Material for this task Start Marker

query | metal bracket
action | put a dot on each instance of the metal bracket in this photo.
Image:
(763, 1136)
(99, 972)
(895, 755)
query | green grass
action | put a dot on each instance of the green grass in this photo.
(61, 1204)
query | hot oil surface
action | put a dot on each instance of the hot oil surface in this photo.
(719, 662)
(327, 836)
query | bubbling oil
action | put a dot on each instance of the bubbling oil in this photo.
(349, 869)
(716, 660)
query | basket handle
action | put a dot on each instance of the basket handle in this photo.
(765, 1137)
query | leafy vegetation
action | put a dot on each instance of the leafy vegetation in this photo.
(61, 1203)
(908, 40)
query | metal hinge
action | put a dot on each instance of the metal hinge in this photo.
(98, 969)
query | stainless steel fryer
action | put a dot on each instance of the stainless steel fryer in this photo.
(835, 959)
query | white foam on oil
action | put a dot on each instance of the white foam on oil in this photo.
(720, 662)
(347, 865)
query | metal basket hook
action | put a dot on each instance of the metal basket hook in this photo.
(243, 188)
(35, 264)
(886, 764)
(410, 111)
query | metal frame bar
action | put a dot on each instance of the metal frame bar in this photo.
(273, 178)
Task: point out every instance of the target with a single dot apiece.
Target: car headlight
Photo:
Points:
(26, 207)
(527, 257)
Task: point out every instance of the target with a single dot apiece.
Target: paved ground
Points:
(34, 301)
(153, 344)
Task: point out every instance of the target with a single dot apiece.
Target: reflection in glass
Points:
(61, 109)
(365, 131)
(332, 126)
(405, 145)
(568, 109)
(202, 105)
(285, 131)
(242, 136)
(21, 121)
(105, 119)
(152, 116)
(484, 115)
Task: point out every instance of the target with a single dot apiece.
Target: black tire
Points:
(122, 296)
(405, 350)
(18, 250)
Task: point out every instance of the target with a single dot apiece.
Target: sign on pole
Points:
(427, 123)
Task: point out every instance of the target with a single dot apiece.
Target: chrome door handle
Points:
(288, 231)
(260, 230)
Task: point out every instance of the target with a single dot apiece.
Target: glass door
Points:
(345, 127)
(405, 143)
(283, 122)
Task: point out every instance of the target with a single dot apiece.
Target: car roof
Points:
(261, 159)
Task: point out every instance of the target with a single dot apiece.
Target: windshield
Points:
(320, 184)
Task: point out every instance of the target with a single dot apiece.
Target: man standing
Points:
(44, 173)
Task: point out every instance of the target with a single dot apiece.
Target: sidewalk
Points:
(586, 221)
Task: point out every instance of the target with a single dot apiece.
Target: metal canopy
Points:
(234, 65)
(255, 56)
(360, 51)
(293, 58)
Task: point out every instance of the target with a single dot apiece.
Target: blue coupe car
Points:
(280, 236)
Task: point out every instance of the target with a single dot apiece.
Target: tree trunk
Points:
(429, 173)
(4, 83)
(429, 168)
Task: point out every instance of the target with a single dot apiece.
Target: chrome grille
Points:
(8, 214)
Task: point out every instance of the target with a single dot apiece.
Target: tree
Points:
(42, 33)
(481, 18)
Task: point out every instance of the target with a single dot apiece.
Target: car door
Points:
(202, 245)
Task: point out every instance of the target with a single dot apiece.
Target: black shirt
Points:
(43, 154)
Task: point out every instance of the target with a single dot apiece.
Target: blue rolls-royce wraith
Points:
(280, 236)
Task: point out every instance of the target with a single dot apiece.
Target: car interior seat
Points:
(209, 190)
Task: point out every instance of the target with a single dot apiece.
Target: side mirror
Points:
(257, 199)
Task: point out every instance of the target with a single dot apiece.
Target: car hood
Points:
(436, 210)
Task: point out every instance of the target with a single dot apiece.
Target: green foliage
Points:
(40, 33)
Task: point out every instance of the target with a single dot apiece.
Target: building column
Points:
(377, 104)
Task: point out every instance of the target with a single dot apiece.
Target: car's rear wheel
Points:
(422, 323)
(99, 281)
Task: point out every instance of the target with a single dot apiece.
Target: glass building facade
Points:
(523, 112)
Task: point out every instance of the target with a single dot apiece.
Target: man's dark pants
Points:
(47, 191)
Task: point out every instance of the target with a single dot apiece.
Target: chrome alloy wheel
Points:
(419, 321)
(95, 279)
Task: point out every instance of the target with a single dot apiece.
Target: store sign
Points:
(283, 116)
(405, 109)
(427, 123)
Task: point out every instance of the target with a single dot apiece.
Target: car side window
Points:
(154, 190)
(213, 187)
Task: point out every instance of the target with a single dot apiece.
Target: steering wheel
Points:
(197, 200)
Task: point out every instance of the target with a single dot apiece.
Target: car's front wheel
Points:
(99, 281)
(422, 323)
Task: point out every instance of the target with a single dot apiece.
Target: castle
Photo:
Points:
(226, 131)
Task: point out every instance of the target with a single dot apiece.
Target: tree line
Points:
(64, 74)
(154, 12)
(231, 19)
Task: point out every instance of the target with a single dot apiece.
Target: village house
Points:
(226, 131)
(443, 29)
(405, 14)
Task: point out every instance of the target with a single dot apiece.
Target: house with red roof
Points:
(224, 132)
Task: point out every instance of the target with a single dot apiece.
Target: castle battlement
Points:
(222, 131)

Material for this task End Marker

--- Task prompt ---
Write out every record verbatim.

--- Task solution ---
query | metal bracket
action | put a dot on each instance of the metal bracket in this photo.
Image:
(763, 1136)
(99, 972)
(895, 755)
query | green grass
action | put a dot on each instance of the green grass in this photo.
(61, 1204)
query | hot oil surface
action | put a dot on each instance of the hot oil surface in this photo.
(719, 662)
(327, 836)
query | bubbling oil
action | put a dot on each instance of the bubbling oil in this photo.
(349, 869)
(716, 660)
query | basket handle
action | put a dot on each instance of the basket handle in this photo.
(765, 1137)
query | leafy vegetation
action | put a dot on each instance of the leafy vegetation in this photo.
(61, 1203)
(908, 40)
query | metal hinge
action | put a dot on each instance of the metal hinge in this photo.
(98, 969)
query | stainless steel fryer
action | put a dot on each instance of the stainless steel fryer in this photo.
(835, 959)
query | white foam on oil
action | put a dot on each instance of the white foam on oil in this photo.
(720, 662)
(347, 865)
query | metal basket hook
action | put a dot on each instance of the metal basket hook in this photo.
(243, 188)
(35, 264)
(886, 764)
(410, 111)
query | metal frame bar
action | put a dot on each instance of the metal frame bar in this photo.
(273, 178)
Task: point out every instance of the target with a single dot apiece.
Target: car headlight
Photo:
Points:
(26, 207)
(527, 257)
Task: point out every instance of the target with a single dot apiece.
Target: paved ground
Points:
(34, 301)
(153, 344)
Task: point out every instance of the target with a single dot apiece.
Target: reflection in glass
Points:
(61, 109)
(365, 131)
(332, 126)
(405, 145)
(568, 109)
(202, 105)
(285, 131)
(242, 136)
(21, 121)
(105, 119)
(152, 116)
(484, 115)
Task: point out every instance of the target with a single dot apiece.
Target: black tire
Points:
(122, 296)
(405, 350)
(18, 250)
Task: point out every instance of the target with a single dot apiece.
Target: sign on pole
Points:
(427, 123)
Task: point out every instance of the target with a single dot apiece.
Target: chrome door handle
Points:
(288, 231)
(260, 230)
Task: point out every instance of the target with a single dot apiece.
Target: glass door
Points:
(345, 127)
(405, 143)
(283, 122)
Task: point out every instance of the target with a single dot apiece.
Target: car roof
Points:
(261, 159)
Task: point out every instance of the target with a single dot apiece.
Target: windshield
Points:
(320, 184)
Task: point out every instance of the target with a single dot apiece.
Target: man standing
Points:
(44, 173)
Task: point out every instance of the target with a single dot apiece.
Target: sidewalk
Points:
(586, 221)
Task: point out every instance of the target with a single dot apiece.
Target: metal canopy
Points:
(234, 65)
(255, 56)
(360, 51)
(293, 58)
Task: point out every instance of the target with a single dot apiece.
Target: blue coupe car
Points:
(280, 236)
Task: point out every instance of the target with a single dot apiece.
Target: tree trunk
Points:
(429, 173)
(4, 83)
(429, 168)
Task: point out every instance of the target with a single dot apiece.
Target: chrome grille
Points:
(8, 214)
Task: point out every instance of the target with a single dot apiece.
Target: tree
Points:
(42, 33)
(481, 18)
Task: point out every instance of the target with a single dot apiece.
Target: car door
Points:
(202, 245)
Task: point out every instance of the target with a single dot apiece.
Target: black shirt
Points:
(43, 154)
Task: point out every instance of the target with a single dot apiece.
Target: blue rolls-royce wraith
Points:
(280, 236)
Task: point out every instance of the target with a single dot apiece.
Target: car interior seat
Points:
(209, 190)
Task: point out every instance of the target with a single dot apiece.
Target: side mirror
Points:
(257, 199)
Task: point out every instance of the target with a single dot apiece.
Target: car hood
Points:
(436, 210)
Task: point out every instance of the target with a single dot apiece.
Target: green foliage
Points:
(40, 33)
Task: point out every instance of the target with a single dot apiece.
Target: building column
Points:
(377, 104)
Task: point out every instance of the target with a single dot apiece.
Target: car's rear wheel
Points:
(422, 323)
(99, 281)
Task: point out every instance of the target with a single dot apiece.
Target: glass building facade
Points:
(523, 112)
Task: point out every instance of the target with a single dot apiece.
Target: man's dark pants
Points:
(47, 191)
Task: point out every instance of the target with a single dot apiece.
Target: chrome alloy wheel
Points:
(419, 321)
(95, 279)
Task: point out every instance of the target with a single dot apiece.
Target: store sign
Points:
(283, 116)
(405, 109)
(427, 123)
Task: point out every instance of the target with a single dot apiece.
Target: car side window
Points:
(154, 190)
(213, 187)
Task: point out every instance of the target with a single dot apiece.
Target: steering wheel
Points:
(197, 200)
Task: point out every instance of the target with a single dot apiece.
Target: car's front wheel
Points:
(99, 281)
(422, 323)
Task: point out every instance of the target with a single dot apiece.
Target: castle
Photo:
Points:
(226, 131)
Task: point out every instance of the target with a single dot apiece.
Target: tree line
Points:
(64, 74)
(154, 12)
(231, 19)
Task: point out every instance of the target with a single dot apiece.
Target: village house
Points:
(226, 131)
(443, 29)
(405, 14)
Task: point out every instance of the target with a single dot apiece.
Target: house with red roof
Points:
(224, 132)
Task: point out every instance of the target with a single dot apiece.
Target: castle battlement
Points:
(222, 131)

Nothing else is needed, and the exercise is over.